▶ **Exercise brief**
From the first line of the records below through the line with "<point>409,38</point>", output each line exactly; skip the pictures.

▶ **Data records**
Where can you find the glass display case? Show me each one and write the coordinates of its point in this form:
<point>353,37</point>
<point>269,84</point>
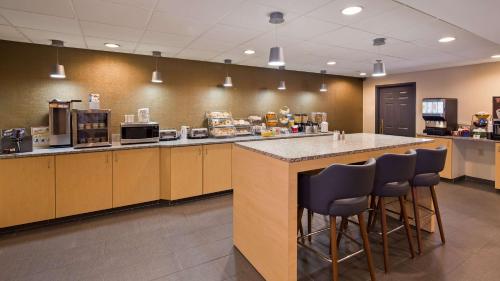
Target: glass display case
<point>91,128</point>
<point>220,124</point>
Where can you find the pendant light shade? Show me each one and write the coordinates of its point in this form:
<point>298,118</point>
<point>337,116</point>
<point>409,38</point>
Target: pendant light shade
<point>228,81</point>
<point>156,76</point>
<point>323,88</point>
<point>57,71</point>
<point>276,57</point>
<point>378,69</point>
<point>282,86</point>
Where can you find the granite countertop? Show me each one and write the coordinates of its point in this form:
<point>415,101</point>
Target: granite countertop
<point>175,143</point>
<point>458,138</point>
<point>295,150</point>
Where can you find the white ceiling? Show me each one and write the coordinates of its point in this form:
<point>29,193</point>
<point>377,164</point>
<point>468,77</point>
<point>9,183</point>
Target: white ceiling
<point>314,32</point>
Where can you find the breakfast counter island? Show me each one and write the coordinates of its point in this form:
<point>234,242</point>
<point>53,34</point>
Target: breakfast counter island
<point>264,177</point>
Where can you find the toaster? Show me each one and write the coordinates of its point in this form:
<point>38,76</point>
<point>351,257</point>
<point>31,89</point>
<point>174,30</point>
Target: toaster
<point>168,134</point>
<point>198,133</point>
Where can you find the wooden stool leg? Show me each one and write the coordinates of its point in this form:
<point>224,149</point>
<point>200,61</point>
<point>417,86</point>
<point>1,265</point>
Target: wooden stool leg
<point>300,229</point>
<point>416,213</point>
<point>309,224</point>
<point>438,214</point>
<point>333,248</point>
<point>404,215</point>
<point>383,220</point>
<point>343,227</point>
<point>366,244</point>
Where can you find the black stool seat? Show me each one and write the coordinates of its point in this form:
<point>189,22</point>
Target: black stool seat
<point>392,189</point>
<point>426,179</point>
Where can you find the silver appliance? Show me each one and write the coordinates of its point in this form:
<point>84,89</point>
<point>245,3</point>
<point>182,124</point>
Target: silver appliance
<point>198,133</point>
<point>168,134</point>
<point>91,128</point>
<point>139,132</point>
<point>60,122</point>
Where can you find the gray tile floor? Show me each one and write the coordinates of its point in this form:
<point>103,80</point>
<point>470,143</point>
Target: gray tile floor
<point>193,242</point>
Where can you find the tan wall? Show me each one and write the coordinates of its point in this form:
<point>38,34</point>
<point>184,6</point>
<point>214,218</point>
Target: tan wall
<point>190,88</point>
<point>473,86</point>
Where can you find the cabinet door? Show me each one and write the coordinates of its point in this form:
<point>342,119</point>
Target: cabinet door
<point>27,190</point>
<point>216,168</point>
<point>84,183</point>
<point>186,172</point>
<point>136,176</point>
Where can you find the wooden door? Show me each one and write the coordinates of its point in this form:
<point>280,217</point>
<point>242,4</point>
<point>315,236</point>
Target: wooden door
<point>84,183</point>
<point>27,190</point>
<point>186,172</point>
<point>396,110</point>
<point>136,176</point>
<point>216,168</point>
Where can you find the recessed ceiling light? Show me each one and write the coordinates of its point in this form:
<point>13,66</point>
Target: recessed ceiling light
<point>111,45</point>
<point>447,39</point>
<point>349,11</point>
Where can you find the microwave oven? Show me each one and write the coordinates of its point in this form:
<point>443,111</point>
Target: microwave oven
<point>139,132</point>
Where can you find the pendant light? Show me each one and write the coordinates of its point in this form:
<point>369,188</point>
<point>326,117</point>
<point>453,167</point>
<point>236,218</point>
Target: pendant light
<point>378,66</point>
<point>228,81</point>
<point>276,56</point>
<point>323,87</point>
<point>282,84</point>
<point>156,77</point>
<point>57,69</point>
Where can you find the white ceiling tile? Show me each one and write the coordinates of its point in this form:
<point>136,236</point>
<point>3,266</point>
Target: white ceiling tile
<point>42,22</point>
<point>111,13</point>
<point>11,34</point>
<point>112,32</point>
<point>147,49</point>
<point>333,12</point>
<point>200,10</point>
<point>162,22</point>
<point>193,54</point>
<point>166,39</point>
<point>60,8</point>
<point>45,37</point>
<point>306,28</point>
<point>297,6</point>
<point>98,44</point>
<point>254,16</point>
<point>144,4</point>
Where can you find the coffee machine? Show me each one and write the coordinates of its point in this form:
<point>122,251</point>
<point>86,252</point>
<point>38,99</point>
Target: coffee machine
<point>60,122</point>
<point>440,116</point>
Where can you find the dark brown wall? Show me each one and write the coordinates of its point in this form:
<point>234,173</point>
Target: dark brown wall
<point>190,88</point>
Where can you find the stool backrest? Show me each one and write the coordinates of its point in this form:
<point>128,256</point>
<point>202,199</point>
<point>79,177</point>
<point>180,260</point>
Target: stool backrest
<point>430,160</point>
<point>340,181</point>
<point>395,168</point>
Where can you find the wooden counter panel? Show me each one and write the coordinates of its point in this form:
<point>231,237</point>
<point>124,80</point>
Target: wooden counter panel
<point>27,190</point>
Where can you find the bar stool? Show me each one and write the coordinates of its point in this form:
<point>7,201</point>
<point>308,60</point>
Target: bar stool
<point>429,163</point>
<point>393,173</point>
<point>338,191</point>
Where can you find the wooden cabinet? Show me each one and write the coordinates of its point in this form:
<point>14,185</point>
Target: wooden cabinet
<point>447,172</point>
<point>186,176</point>
<point>84,183</point>
<point>216,167</point>
<point>497,165</point>
<point>27,190</point>
<point>136,176</point>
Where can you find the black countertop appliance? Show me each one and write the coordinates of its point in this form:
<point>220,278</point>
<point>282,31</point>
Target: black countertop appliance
<point>440,115</point>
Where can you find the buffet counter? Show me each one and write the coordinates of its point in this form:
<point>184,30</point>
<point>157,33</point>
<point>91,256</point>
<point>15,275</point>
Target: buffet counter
<point>59,182</point>
<point>264,181</point>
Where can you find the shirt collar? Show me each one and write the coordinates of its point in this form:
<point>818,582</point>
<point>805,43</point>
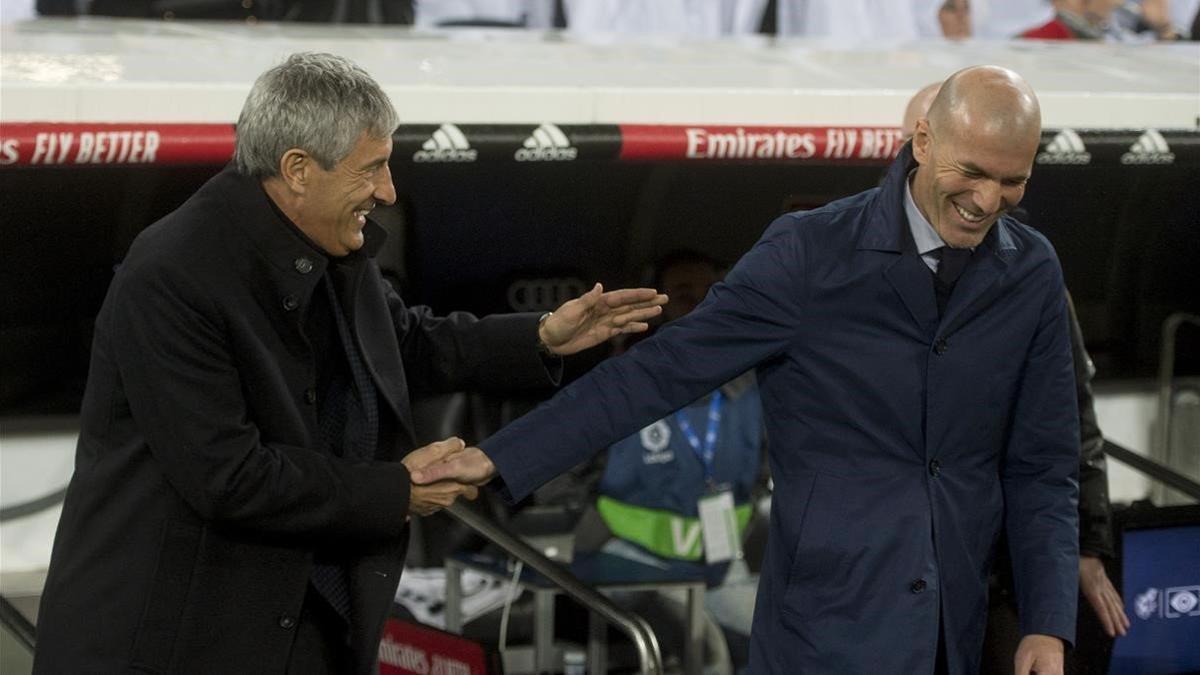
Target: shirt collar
<point>923,233</point>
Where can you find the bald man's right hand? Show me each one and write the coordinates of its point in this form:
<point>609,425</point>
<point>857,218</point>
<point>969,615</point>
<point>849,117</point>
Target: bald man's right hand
<point>435,495</point>
<point>471,466</point>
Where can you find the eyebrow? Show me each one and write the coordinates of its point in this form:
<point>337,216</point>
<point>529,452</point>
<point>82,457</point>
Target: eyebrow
<point>975,168</point>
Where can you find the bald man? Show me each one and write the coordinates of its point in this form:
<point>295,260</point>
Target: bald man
<point>918,107</point>
<point>913,362</point>
<point>1095,511</point>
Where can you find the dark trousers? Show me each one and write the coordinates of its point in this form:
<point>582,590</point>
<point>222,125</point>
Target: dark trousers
<point>321,645</point>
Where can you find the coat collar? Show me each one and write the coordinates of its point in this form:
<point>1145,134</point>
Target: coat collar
<point>887,230</point>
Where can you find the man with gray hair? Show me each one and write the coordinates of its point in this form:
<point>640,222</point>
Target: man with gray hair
<point>241,481</point>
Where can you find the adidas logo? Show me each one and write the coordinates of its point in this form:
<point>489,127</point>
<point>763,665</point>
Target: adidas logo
<point>448,144</point>
<point>1066,148</point>
<point>1150,149</point>
<point>547,143</point>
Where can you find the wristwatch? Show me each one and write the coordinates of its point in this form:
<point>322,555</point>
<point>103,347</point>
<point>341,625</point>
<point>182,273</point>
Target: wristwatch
<point>541,345</point>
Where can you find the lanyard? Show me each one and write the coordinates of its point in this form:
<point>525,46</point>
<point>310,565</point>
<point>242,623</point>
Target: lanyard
<point>708,451</point>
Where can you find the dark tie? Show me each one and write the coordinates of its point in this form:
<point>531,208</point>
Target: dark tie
<point>349,425</point>
<point>951,264</point>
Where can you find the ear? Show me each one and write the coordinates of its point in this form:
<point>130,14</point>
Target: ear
<point>921,142</point>
<point>295,169</point>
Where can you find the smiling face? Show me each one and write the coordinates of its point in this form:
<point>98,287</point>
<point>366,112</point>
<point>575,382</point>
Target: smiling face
<point>975,150</point>
<point>967,180</point>
<point>336,202</point>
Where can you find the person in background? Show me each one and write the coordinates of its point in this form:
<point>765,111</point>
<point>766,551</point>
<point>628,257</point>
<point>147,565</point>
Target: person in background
<point>912,353</point>
<point>1099,19</point>
<point>241,485</point>
<point>654,481</point>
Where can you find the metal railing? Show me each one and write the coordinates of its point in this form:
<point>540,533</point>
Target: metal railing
<point>1164,475</point>
<point>12,620</point>
<point>639,631</point>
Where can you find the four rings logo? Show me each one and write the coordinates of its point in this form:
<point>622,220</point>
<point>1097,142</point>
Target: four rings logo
<point>1168,603</point>
<point>547,143</point>
<point>1150,149</point>
<point>544,294</point>
<point>1066,148</point>
<point>448,144</point>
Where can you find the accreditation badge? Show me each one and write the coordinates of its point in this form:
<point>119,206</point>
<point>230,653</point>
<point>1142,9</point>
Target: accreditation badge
<point>719,525</point>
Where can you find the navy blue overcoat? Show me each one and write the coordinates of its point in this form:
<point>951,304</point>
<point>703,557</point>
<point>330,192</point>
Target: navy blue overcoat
<point>900,442</point>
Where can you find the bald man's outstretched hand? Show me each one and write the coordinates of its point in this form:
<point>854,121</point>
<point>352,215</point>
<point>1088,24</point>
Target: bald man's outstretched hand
<point>1039,653</point>
<point>469,466</point>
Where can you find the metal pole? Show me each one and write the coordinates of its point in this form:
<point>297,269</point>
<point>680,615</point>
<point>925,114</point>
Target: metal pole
<point>645,641</point>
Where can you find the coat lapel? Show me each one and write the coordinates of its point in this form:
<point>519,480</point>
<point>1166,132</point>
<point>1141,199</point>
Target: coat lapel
<point>887,230</point>
<point>910,276</point>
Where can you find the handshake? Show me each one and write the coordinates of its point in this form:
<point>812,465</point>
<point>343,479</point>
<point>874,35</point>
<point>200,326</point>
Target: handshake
<point>443,472</point>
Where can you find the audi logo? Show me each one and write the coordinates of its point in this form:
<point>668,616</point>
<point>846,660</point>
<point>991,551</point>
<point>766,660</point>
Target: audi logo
<point>544,294</point>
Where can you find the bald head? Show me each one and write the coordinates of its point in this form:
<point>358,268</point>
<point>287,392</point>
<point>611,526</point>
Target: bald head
<point>918,107</point>
<point>975,153</point>
<point>989,101</point>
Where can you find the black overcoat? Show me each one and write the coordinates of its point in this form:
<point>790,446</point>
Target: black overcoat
<point>201,490</point>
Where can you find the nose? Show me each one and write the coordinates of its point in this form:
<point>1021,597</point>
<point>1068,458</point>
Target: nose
<point>384,192</point>
<point>988,196</point>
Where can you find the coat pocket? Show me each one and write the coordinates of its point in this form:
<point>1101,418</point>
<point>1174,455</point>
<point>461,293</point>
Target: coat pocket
<point>814,554</point>
<point>159,628</point>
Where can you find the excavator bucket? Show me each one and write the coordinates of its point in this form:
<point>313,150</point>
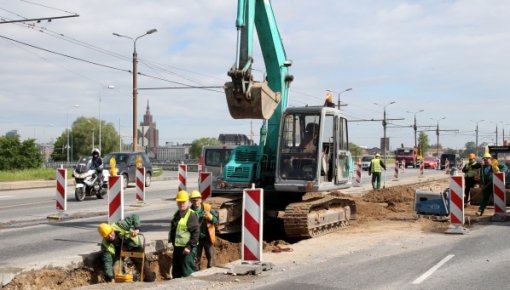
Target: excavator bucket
<point>258,103</point>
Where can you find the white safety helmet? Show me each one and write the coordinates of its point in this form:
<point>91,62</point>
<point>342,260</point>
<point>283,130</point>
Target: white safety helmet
<point>95,150</point>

▶ **Answer for this exercise**
Where can you find the glass display case? Show me each one and write the coordinates of its point in this form:
<point>353,37</point>
<point>269,84</point>
Target: glass display case
<point>91,128</point>
<point>220,124</point>
Where can you find the pendant light shade? Show me each one and write the coordinates of its point in this form:
<point>298,118</point>
<point>337,116</point>
<point>409,38</point>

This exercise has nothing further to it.